*ACTIVITY*
Could you return every record below exactly as it is written?

*SOURCE RECORDS*

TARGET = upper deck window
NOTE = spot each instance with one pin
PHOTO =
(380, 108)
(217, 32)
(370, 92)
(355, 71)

*EXPECTED OUTPUT*
TARGET = upper deck window
NOTE = spot each instance with one pin
PHOTO =
(380, 108)
(217, 32)
(370, 92)
(355, 71)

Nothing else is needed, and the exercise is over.